Passage to read —

-- start --

Welcome, I’m Jared Knoll with the Auschwitz Institute for Peace and Reconciliation. Today we’re looking at an often-ignored element of genocide prevention: economics. Joining me to discuss this complex subject are Jurgen Brauer and Charles Anderton, two professors hoping to produce a handbook on the economics of genocide and mass killing. Both prolific authors, they work out of Georgia Regents University and Holy Cross College in Massachusetts, respectively, and have served as instructors for the Auschwitz Institute. Charles, Jurgen: Thanks for joining us today.

JB: Yes, thank you very much for the invitation. This is Jurgen Brauer. I appreciate the opportunity to talk about this.

CA: Jared, thank you very much for contacting us. We’re delighted to have the opportunity to share some thoughts.

Would you like to start by telling us a little about how you think we need to approach the ways economics and mass killing play into one another?

CA: Jurgen and I have been kind of going back and forth on what we see as critical interdependencies between genocide and mass killing, and economics. So we’ve highlighted several areas where they intersect, and one of those is that genocides and mass killings have huge economic consequences. A second way that they go together is that economic conditions, poverty and other types of economic conditions, are potentially risk factors for genocide and mass killing, and might affect the severity as well.

We also have seen cases, certainly the Holocaust and other cases, where there’s a kind of business organization to the genocide. They’re very systematic and they require leadership and logistics and coordination and hiring people to do certain terrible tasks that are involved. There’s a kind of business of genocide that needs to be better understood. And of course there’s looting that goes on in many genocides and mass killings, and that’s a form of wealth appropriation and a loss of wealth to the victims, and obviously security is undermined, and economists see security as a very fundamental service that every society should provide.

-- end --

(Coordinate annotation records)
-- start --

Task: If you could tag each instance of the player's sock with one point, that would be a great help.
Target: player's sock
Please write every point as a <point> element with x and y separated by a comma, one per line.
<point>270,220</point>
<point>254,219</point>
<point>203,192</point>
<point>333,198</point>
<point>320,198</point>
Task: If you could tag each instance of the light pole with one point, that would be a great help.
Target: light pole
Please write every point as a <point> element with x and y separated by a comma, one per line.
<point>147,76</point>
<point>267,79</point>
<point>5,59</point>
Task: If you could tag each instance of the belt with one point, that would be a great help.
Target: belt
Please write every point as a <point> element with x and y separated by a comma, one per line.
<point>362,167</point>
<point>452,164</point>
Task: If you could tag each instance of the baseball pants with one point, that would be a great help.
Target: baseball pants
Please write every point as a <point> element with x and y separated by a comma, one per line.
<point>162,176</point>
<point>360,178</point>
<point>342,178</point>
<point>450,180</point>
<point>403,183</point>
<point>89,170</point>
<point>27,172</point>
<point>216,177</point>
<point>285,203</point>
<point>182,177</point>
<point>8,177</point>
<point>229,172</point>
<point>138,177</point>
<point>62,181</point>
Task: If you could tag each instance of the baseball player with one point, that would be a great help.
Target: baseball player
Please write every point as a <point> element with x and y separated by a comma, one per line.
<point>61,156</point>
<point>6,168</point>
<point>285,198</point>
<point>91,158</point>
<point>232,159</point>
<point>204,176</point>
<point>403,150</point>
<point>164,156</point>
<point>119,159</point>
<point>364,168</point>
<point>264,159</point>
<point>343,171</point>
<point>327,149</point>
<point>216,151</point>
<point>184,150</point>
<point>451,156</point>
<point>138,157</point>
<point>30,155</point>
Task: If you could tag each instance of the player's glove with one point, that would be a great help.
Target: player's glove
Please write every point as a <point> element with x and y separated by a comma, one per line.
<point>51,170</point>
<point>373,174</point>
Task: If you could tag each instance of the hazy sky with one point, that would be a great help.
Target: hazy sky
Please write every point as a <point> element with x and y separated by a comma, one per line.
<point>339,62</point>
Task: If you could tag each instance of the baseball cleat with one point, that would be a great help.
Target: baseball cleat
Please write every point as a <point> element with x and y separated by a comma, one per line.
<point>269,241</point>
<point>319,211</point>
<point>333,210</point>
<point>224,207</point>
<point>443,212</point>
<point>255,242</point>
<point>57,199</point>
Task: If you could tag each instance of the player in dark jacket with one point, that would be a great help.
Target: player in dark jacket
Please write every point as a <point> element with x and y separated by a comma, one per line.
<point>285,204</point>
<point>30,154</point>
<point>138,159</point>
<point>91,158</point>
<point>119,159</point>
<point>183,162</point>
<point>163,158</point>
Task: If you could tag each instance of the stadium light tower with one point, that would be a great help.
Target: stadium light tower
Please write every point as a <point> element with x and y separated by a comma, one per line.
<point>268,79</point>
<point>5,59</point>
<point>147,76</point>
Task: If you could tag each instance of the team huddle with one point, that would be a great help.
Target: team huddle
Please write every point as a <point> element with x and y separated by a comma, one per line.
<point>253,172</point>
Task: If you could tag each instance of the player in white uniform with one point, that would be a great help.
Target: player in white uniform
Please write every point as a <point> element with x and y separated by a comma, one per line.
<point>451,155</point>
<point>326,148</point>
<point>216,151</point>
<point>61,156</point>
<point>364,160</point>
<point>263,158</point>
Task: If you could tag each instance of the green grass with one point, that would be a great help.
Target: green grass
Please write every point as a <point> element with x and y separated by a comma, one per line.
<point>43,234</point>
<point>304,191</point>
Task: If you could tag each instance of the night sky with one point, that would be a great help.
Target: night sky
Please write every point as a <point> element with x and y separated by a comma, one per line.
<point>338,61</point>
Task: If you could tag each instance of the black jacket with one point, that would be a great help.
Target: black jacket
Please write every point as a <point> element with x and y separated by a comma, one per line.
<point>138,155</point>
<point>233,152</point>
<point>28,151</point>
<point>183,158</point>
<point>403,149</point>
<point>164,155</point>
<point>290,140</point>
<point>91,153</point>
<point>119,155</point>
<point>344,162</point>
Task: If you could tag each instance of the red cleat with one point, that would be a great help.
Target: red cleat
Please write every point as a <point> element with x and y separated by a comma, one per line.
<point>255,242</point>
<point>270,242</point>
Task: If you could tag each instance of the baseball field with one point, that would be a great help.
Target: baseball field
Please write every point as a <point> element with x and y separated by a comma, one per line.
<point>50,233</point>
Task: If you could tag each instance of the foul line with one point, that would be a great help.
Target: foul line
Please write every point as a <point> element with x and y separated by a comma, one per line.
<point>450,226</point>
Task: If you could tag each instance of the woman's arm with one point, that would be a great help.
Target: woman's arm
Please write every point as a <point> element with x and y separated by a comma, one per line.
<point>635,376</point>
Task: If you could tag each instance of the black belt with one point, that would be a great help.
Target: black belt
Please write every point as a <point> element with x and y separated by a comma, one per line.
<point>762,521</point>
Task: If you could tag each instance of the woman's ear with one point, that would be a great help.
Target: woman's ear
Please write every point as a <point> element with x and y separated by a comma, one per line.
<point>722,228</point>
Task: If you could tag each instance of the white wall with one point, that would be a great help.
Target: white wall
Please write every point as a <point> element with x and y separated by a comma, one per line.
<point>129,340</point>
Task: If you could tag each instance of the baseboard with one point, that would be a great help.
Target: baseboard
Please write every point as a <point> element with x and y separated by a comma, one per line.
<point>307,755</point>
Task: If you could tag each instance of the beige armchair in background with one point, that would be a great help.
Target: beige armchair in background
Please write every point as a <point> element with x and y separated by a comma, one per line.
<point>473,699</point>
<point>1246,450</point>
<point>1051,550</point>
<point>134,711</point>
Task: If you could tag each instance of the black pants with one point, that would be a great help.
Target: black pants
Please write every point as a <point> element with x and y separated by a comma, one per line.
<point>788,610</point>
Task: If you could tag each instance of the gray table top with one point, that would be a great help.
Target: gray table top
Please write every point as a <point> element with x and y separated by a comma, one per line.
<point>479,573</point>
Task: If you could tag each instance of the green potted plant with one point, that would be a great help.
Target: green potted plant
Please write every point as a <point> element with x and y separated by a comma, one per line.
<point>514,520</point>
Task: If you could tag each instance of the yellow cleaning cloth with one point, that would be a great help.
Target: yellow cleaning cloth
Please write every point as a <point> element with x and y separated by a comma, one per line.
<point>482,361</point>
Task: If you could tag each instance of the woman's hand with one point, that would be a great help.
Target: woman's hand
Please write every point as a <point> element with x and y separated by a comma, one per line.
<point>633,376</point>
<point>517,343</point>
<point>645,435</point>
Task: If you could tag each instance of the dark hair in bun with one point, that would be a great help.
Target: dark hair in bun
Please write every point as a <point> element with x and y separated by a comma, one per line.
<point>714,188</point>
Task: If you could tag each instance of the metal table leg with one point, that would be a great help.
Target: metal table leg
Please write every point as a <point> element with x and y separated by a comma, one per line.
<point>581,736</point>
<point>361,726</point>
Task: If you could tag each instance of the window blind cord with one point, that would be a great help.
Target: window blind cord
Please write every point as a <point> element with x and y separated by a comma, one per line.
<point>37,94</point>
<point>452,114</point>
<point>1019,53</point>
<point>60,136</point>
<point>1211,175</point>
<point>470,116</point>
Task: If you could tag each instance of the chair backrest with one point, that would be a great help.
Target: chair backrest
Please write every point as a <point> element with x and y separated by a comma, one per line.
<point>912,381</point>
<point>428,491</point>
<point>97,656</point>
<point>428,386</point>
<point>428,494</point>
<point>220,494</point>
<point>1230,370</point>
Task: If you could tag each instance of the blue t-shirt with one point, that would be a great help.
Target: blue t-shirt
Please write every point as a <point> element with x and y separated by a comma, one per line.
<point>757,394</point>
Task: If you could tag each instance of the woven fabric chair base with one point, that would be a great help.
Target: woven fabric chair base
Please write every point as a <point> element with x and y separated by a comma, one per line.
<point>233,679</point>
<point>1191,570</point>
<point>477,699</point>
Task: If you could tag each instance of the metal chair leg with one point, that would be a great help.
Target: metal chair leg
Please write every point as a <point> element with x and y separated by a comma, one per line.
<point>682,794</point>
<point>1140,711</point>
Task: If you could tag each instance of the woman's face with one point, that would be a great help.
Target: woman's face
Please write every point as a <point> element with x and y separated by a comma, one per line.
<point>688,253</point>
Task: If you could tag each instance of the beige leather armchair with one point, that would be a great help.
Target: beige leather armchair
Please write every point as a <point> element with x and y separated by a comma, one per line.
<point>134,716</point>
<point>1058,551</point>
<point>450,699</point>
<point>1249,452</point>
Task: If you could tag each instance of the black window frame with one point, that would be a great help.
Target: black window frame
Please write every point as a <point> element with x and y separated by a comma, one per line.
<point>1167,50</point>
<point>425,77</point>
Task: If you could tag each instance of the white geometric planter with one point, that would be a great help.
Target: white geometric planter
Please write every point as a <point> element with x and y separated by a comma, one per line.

-- end --

Your tasks —
#1 Quote the part of the interview between "JB: Yes, thank" and "share some thoughts.", inclusive.
#2 Please print, unchanged, the lines of the listing between the line holding "Task: If you could tag each instance of the blue" and the line holding "<point>757,394</point>", inclusive.
The listing is unrelated to the interview.

The solutions —
#1
JB: Yes, thank you very much for the invitation. This is Jurgen Brauer. I appreciate the opportunity to talk about this.

CA: Jared, thank you very much for contacting us. We’re delighted to have the opportunity to share some thoughts.

#2
Task: If you could tag each instance of the blue t-shirt with one point, that would be a great help.
Target: blue t-shirt
Please write every point as a <point> element with x and y separated by a comma, one per line.
<point>757,394</point>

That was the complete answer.